- _Actions to take_
**A.** Reproduce the passage about the catchers word for word, starting with "In the end, Vazquez" and going on through "the primary catcher.".
**B.** Which catchers does the passage about the catchers mention by name?
**C.** In the passage about the catchers, where does Leon's framing place him among catchers who have caught at least one pitch this season?

- _Excerpted passage_
Start of Block

In the end, Vazquez has taken a real step forward this year, even if his offense isn’t going to stay at this level all year. He deserves his current standing as the primary catcher.
As I wrote in the same linked post above in which I mentioned Vazquez’ coming regression, Leon should get better at the plate. If you recall, he had a similar kind of success as Vazquez last season at the plate, proving highly productive in an almost-certainly unsustainable way. This year, he’s come crashing back down to Earth and then some. Over his first 114 plate appearances, he is hitting .224/.272/.374 for a 65 wRC+. To go with it, he’s hit to a .247 BABIP, a number that should rise. It should rise because, according to Fangraphs’ batted ball metrics, he is actually hitting the ball hard at a higher rate than he did last year while also hitting more line drives. At the very least, it’s fair to expect his true-talent BABIP to rise by at least 40 points with the way he’s hitting the ball.
On the other side of things, his defensive reputation is ahead of how he’s actually performed behind the plate. Leon has actually been below-average in terms of framing this year, costing the team a little under a run in 2017. That doesn’t seem too bad, but it places him 50th among the 78 catchers who have caught at least one pitch this season. Additionally, he’s had some trouble blocking pitches, at least anecdotally. The numbers mark him as roughly average here, but there have been multiple instances in which he’s stabbed at the ball rather than putting his body in front of it and it’s caused the pitch to roll to the backstop.
Finally, there is Swihart, who hasn’t played a game in the majors this season. Heading into the season, there was a reasonable argument that he was the most talented catcher in the organization. Unfortunately for him, he was the only one with a minor-league option and the trio was close enough in talent that the option was a deciding factor. While he started in the minors, there was some hope that he’d force his way to the majors at some point this summer. That doesn’t appear to be happening, though.

End of Block

- _Dataset extract_
Start of Block

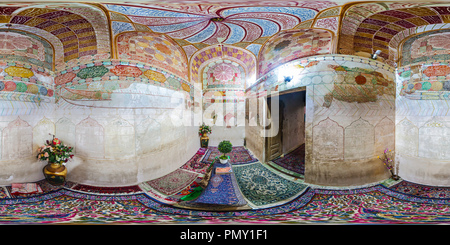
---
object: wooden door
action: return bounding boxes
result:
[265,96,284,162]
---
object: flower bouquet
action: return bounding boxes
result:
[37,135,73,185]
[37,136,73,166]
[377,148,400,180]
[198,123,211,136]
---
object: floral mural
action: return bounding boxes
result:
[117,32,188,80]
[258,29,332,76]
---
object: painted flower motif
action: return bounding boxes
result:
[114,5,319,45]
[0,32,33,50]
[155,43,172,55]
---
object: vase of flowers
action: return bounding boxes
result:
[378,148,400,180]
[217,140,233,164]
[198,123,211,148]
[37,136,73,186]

End of Block
Start of Block

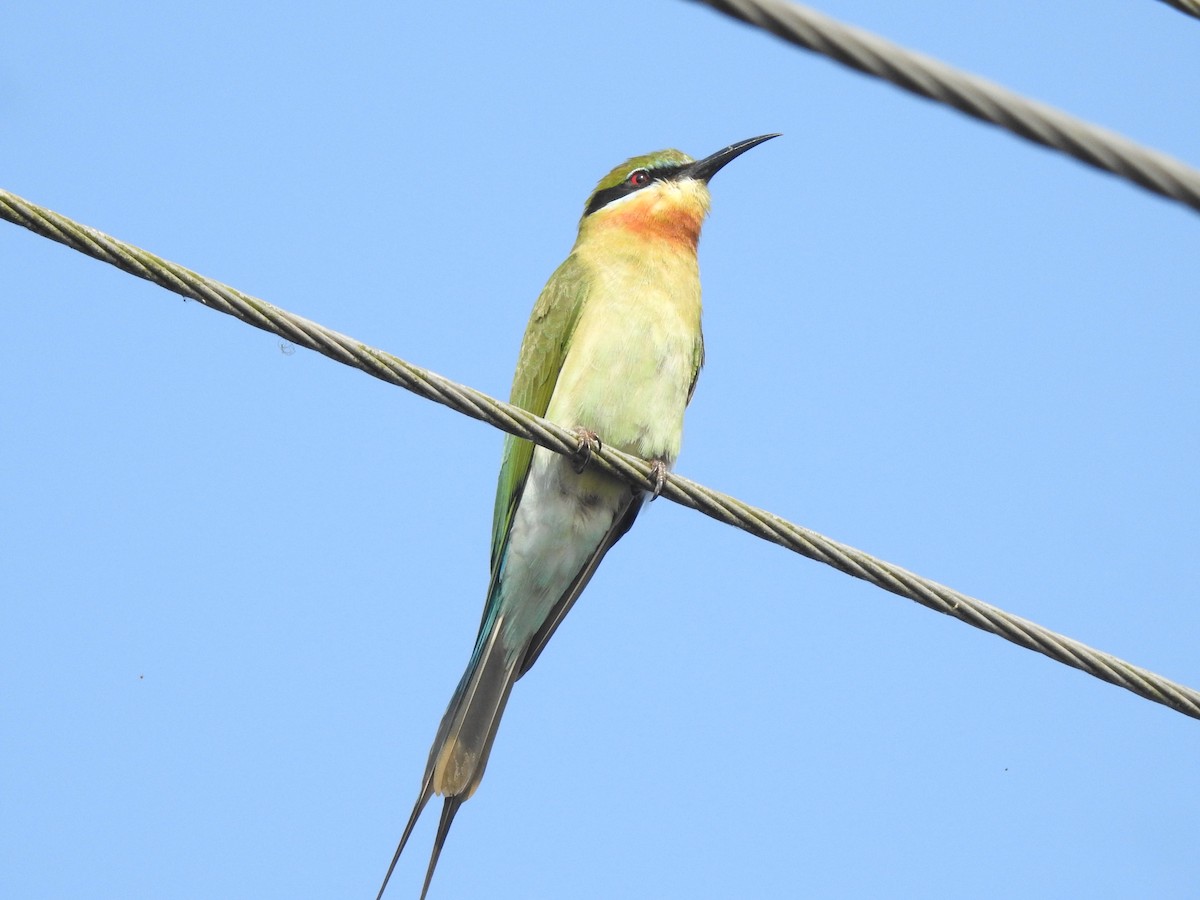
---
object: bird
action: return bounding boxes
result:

End of Block
Start of Block

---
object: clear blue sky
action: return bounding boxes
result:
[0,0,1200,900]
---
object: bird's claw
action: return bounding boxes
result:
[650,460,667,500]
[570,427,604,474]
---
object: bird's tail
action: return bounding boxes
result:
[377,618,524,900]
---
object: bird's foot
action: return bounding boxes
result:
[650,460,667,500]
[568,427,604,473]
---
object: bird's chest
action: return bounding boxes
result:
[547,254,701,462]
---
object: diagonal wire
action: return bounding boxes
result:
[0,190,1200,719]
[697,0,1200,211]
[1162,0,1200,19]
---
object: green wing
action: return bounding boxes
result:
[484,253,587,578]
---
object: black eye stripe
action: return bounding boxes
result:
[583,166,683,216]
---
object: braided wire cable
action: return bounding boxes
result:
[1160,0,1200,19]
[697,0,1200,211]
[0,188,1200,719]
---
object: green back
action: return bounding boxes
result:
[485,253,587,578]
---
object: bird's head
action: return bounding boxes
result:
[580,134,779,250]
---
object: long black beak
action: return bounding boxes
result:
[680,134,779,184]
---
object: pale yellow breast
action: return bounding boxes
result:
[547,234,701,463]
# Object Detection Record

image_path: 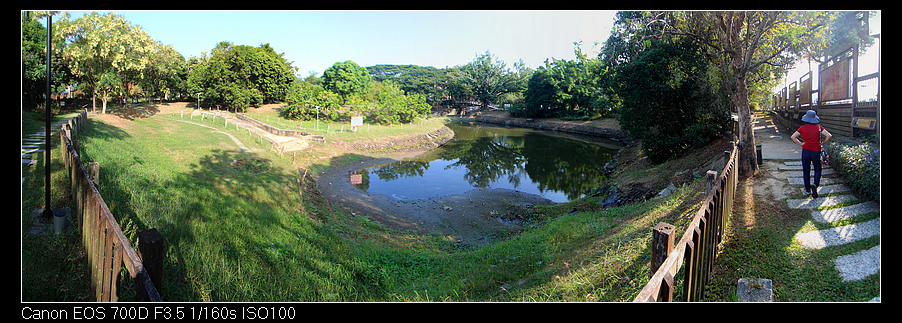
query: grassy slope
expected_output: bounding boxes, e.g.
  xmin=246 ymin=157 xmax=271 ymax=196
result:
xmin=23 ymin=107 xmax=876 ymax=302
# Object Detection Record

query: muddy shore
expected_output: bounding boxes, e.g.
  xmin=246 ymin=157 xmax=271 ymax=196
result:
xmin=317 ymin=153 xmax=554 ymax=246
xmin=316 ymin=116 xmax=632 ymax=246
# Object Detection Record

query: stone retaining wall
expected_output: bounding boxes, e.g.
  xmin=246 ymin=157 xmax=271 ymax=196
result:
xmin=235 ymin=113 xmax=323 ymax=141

End of Block

- _Answers for this exercise_
**A.**
In the end, Vazquez has taken a real step forward this year, even if his offense isn’t going to stay at this level all year. He deserves his current standing as the primary catcher.

**B.** Vazquez, Leon, Swihart

**C.** 50th among the 78 catchers